* DATA PROVIDED *
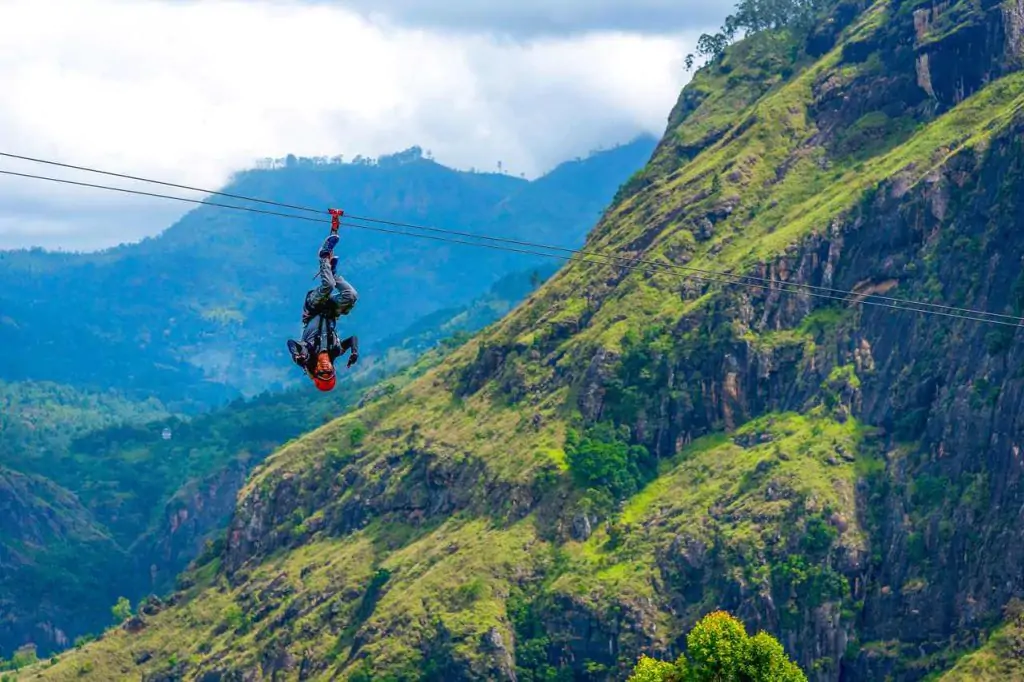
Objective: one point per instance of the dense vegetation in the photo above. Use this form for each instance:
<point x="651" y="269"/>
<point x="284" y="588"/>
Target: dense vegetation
<point x="135" y="492"/>
<point x="719" y="649"/>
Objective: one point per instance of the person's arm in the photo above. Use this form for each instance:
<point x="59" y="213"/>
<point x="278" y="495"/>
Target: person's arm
<point x="351" y="343"/>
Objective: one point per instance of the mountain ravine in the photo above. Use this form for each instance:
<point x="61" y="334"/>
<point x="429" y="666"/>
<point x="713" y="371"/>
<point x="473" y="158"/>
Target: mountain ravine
<point x="631" y="449"/>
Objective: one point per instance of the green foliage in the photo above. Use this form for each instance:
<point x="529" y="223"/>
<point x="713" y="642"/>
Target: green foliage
<point x="121" y="610"/>
<point x="818" y="535"/>
<point x="719" y="649"/>
<point x="651" y="670"/>
<point x="753" y="16"/>
<point x="603" y="460"/>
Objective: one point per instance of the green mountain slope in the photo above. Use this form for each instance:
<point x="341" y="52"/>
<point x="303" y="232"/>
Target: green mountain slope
<point x="156" y="502"/>
<point x="629" y="450"/>
<point x="200" y="313"/>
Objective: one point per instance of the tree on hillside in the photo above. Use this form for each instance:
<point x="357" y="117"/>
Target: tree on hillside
<point x="718" y="649"/>
<point x="121" y="610"/>
<point x="754" y="16"/>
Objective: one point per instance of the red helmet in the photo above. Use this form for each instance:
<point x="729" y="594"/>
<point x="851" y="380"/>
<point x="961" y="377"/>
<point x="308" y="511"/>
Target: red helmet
<point x="324" y="376"/>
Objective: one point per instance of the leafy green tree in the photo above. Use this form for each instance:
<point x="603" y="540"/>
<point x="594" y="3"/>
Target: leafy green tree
<point x="604" y="461"/>
<point x="652" y="670"/>
<point x="720" y="650"/>
<point x="122" y="609"/>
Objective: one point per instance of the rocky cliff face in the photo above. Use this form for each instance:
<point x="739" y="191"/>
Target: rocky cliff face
<point x="637" y="445"/>
<point x="37" y="518"/>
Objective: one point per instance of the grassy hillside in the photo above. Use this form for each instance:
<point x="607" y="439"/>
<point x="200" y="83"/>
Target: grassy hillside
<point x="629" y="450"/>
<point x="98" y="464"/>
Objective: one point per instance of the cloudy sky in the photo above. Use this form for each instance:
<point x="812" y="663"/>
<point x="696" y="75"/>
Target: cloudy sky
<point x="189" y="91"/>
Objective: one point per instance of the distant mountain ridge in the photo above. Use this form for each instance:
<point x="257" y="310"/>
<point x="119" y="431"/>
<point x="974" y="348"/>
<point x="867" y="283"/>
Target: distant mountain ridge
<point x="199" y="314"/>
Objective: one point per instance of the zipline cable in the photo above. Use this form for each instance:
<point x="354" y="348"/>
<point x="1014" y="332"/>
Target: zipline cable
<point x="688" y="268"/>
<point x="662" y="267"/>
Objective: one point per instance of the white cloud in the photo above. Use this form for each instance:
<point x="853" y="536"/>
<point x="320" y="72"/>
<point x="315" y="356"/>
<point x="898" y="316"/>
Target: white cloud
<point x="189" y="92"/>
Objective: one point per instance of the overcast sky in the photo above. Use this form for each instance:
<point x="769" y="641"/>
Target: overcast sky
<point x="190" y="91"/>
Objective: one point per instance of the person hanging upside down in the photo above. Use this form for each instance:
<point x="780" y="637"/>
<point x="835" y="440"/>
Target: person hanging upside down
<point x="320" y="346"/>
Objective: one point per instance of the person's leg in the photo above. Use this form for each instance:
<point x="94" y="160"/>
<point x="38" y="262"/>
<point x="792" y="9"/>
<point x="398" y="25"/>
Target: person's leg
<point x="344" y="294"/>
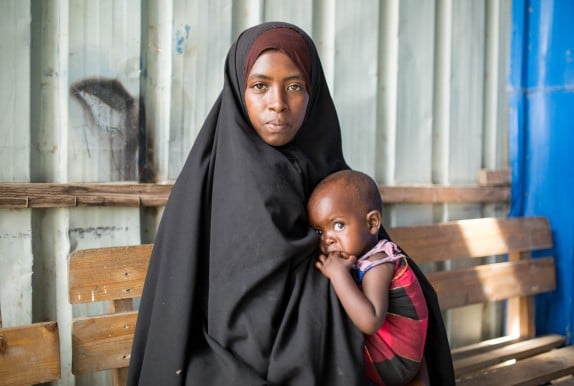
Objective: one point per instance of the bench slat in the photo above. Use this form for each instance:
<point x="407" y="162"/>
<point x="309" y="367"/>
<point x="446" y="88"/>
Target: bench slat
<point x="30" y="354"/>
<point x="493" y="282"/>
<point x="102" y="342"/>
<point x="517" y="351"/>
<point x="483" y="346"/>
<point x="531" y="371"/>
<point x="111" y="273"/>
<point x="486" y="237"/>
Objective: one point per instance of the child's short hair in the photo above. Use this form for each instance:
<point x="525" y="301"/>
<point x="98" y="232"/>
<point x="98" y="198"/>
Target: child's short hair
<point x="364" y="187"/>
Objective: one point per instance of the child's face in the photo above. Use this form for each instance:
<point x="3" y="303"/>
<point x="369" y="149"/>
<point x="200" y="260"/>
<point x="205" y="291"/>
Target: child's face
<point x="341" y="222"/>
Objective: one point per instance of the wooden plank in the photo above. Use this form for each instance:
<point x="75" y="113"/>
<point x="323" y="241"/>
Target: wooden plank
<point x="520" y="311"/>
<point x="519" y="350"/>
<point x="433" y="194"/>
<point x="483" y="346"/>
<point x="566" y="381"/>
<point x="29" y="354"/>
<point x="532" y="371"/>
<point x="473" y="238"/>
<point x="102" y="342"/>
<point x="49" y="195"/>
<point x="491" y="177"/>
<point x="110" y="273"/>
<point x="493" y="282"/>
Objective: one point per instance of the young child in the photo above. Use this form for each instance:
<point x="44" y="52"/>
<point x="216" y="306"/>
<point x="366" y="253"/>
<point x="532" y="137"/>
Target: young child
<point x="370" y="276"/>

* WHAT THE TASK REQUIRES *
Rewrite all the records above with every "Objective" changed to "Goal" and nothing else altered. Leave the pictures out of your answer.

* SOLVED EXERCISE *
Goal: one point per instance of the dense vegetation in the photo above. Use this form for each instance:
<point x="651" y="269"/>
<point x="284" y="588"/>
Target: dense vegetation
<point x="135" y="492"/>
<point x="719" y="649"/>
Goal: one point per instance of the person's arm in the photo above. Use this form for each instance:
<point x="59" y="213"/>
<point x="278" y="495"/>
Target: person's arm
<point x="351" y="343"/>
Goal: one point per instance of the mountain ravine in the photo above. Use this form for each instance:
<point x="61" y="334"/>
<point x="429" y="666"/>
<point x="713" y="371"/>
<point x="473" y="158"/>
Target: mountain ravine
<point x="631" y="449"/>
Goal: one point per instance of the green foliage in the photo above. Use this form for each instance:
<point x="529" y="223"/>
<point x="713" y="642"/>
Target: green foliage
<point x="121" y="610"/>
<point x="818" y="535"/>
<point x="719" y="649"/>
<point x="651" y="670"/>
<point x="753" y="16"/>
<point x="603" y="460"/>
Goal: one point per instance of the green mountain slope in the photo above. Use this form for each instance:
<point x="341" y="52"/>
<point x="303" y="232"/>
Target: green mountain slope
<point x="156" y="502"/>
<point x="629" y="450"/>
<point x="200" y="313"/>
Goal: one point per instance of the tree on hillside in the photo above. Use this form for each instance:
<point x="357" y="117"/>
Target: tree on hillside
<point x="718" y="649"/>
<point x="121" y="610"/>
<point x="754" y="16"/>
Goal: one point per instance of the red helmet in the photo above. Use this form for each instance:
<point x="729" y="594"/>
<point x="851" y="380"/>
<point x="961" y="377"/>
<point x="308" y="511"/>
Target: red helmet
<point x="324" y="376"/>
Goal: one point per instance of the leafy green tree in the photo above. Use this form for each instance:
<point x="603" y="540"/>
<point x="594" y="3"/>
Target: leafy green tree
<point x="604" y="461"/>
<point x="652" y="670"/>
<point x="720" y="650"/>
<point x="122" y="609"/>
Goal: one point per instance of the rocky cliff face in the photo above. Use this form for each instance:
<point x="739" y="191"/>
Target: rocky cliff face
<point x="637" y="445"/>
<point x="37" y="518"/>
Goal: one point per instance of the grassy hillside in the photo above. Use this form for each instance:
<point x="607" y="439"/>
<point x="200" y="83"/>
Target: grassy hillside
<point x="629" y="450"/>
<point x="98" y="464"/>
Goal: one point per instance of the cloudy sky in the photo above. Use this form for each instance:
<point x="812" y="663"/>
<point x="696" y="75"/>
Target: cloudy sky
<point x="189" y="91"/>
Goal: one point per instance of the distant mountain ridge in the photo above. Use this form for each instance:
<point x="257" y="310"/>
<point x="119" y="431"/>
<point x="974" y="348"/>
<point x="867" y="283"/>
Target: distant mountain ridge
<point x="199" y="314"/>
Goal: one point per instance of the zipline cable in the photo above. Use this form for each instance:
<point x="354" y="348"/>
<point x="1014" y="332"/>
Target: zipline cable
<point x="688" y="268"/>
<point x="662" y="267"/>
Goal: one point per instance of the white cloud in the photo above. Use this form for each instance:
<point x="853" y="536"/>
<point x="320" y="72"/>
<point x="315" y="356"/>
<point x="898" y="316"/>
Target: white cloud
<point x="189" y="92"/>
Goal: one point per instance of the overcast sky in the photo above. Use this form for each instance:
<point x="769" y="641"/>
Target: overcast sky
<point x="190" y="91"/>
Goal: one point per instance of the person hanging upside down in the photo above. Use this form for each instance:
<point x="780" y="637"/>
<point x="835" y="440"/>
Target: person hanging upside down
<point x="320" y="346"/>
Goal: one point per instance of the person's leg in the photo above. Use this form for each instance:
<point x="94" y="160"/>
<point x="38" y="262"/>
<point x="792" y="9"/>
<point x="398" y="25"/>
Target: person's leg
<point x="344" y="294"/>
Goal: one point per instance of the bench slat in the photo above. Use this form for each instance:
<point x="407" y="162"/>
<point x="309" y="367"/>
<point x="446" y="88"/>
Target: bench slat
<point x="30" y="354"/>
<point x="493" y="282"/>
<point x="102" y="342"/>
<point x="517" y="351"/>
<point x="483" y="346"/>
<point x="531" y="371"/>
<point x="111" y="273"/>
<point x="486" y="237"/>
Goal: one point per instance of the child's short hair in the photo above. Use this form for each instance:
<point x="525" y="301"/>
<point x="98" y="232"/>
<point x="98" y="198"/>
Target: child's short hair
<point x="364" y="187"/>
Goal: one point per instance of the child's face in the photo above. Use this form for each instance:
<point x="3" y="303"/>
<point x="369" y="149"/>
<point x="200" y="260"/>
<point x="205" y="291"/>
Target: child's face
<point x="341" y="222"/>
Goal: one point per instance of the wooden plank in the photo above. Use this form for each instance:
<point x="75" y="113"/>
<point x="323" y="241"/>
Target: wooden plank
<point x="520" y="311"/>
<point x="519" y="350"/>
<point x="433" y="194"/>
<point x="483" y="346"/>
<point x="566" y="381"/>
<point x="29" y="354"/>
<point x="532" y="371"/>
<point x="473" y="238"/>
<point x="102" y="342"/>
<point x="49" y="195"/>
<point x="491" y="177"/>
<point x="110" y="273"/>
<point x="493" y="282"/>
Goal: one point per instance of the young child in the photo above. Use this form for each instance:
<point x="44" y="52"/>
<point x="216" y="306"/>
<point x="366" y="253"/>
<point x="532" y="137"/>
Target: young child
<point x="370" y="276"/>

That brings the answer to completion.